WORK ITEM =>
Continue the piece about a Wednesday in Qalandiya from where it stops.

::: DOCUMENT PASSAGE :::

Another Wednesday in Qalandiya by Aya Kaniuk

It was Wednesday. In the women’s and “humanitarian” line, a woman held a baby a few days old, two small children at her side. Beside her a man, her spouse, and an old man, all of them standing in front of soldiers. “Irja’ ” [“go back”], the soldier automatically says to the man, but nobody replies, because how can you reply – will he leave his wife who can barely carry the baby, and his small children? After a few “irja’”s, the soldier’s voice fades away. And they passed. “Good day, Shalom, all the best, thank you very much,” says the volunteer with the white beard in an unending chatter as he turns his offended and bewildered gaze to those who come and go and hear his croaked blessings as if they were transparent, and do not present themselves to benefit from his humane enlightened humanitarianism. “Irja’, wahad wahad” [“go back, one by one”], and four more are permitted to pass from the first carousel to the second. From time to time one gets stuck inside, to the suppressed or open amusement of the soldiers.

::: SUPPLIED RECORDS :::

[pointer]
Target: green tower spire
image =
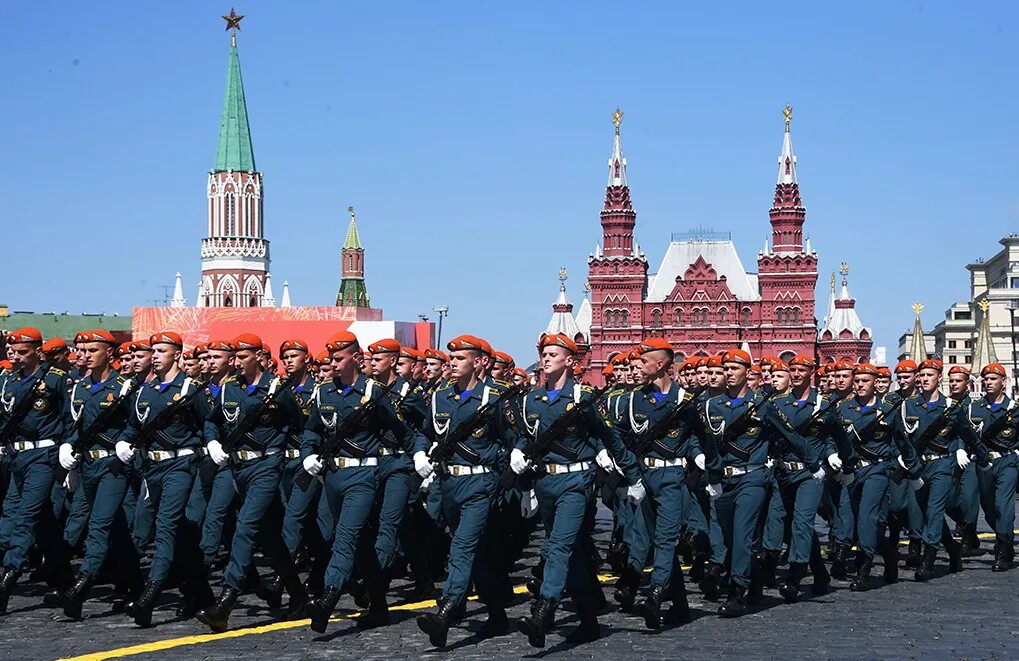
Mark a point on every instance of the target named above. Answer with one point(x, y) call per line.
point(234, 149)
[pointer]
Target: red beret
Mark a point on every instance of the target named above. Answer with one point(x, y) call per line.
point(341, 340)
point(994, 368)
point(905, 366)
point(737, 355)
point(166, 337)
point(557, 339)
point(27, 335)
point(655, 344)
point(301, 345)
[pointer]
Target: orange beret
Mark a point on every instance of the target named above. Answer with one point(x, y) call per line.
point(386, 345)
point(54, 344)
point(27, 335)
point(737, 355)
point(300, 345)
point(557, 339)
point(994, 368)
point(905, 366)
point(502, 356)
point(655, 344)
point(166, 337)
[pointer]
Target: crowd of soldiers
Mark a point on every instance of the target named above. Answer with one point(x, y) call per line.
point(363, 463)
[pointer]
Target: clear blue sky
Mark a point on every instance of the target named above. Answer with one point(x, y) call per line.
point(473, 138)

:::

RESPONSE AREA =>
A man comes and stands in front of the female soldier. He waits. She dreams. He opens his bag. She does not see, or alternatively she is afflicted by the euphoria of power that swells within her … from his seeming submission to her, from his clear dependence on her, from his obvious desperation. After an unreasonably protracted period of time, during which the line stops and the man stops, his bag is open in front of her, its contents are clearly visible, and dozens of wordless quiet tense people are waiting, their gaze turned to her, and with a movement of the curved palm of her hand, as if her hand were an object detached from herself, not having looked at his bag or at him, she signaled to him with smiling carelessness to go, and he went. “Thank you very much, Shalom, good day, all the best,” continue the bursts of disjointed and bewildered greetings of the old man, which are the other, unreversed side of the young soldier’s “irja’,” and of the female soldier’s
silence in the face of a man twice her age, waiting for her to deign to notice that he exists, that he is a human being.
Three parallel versions of occupiers.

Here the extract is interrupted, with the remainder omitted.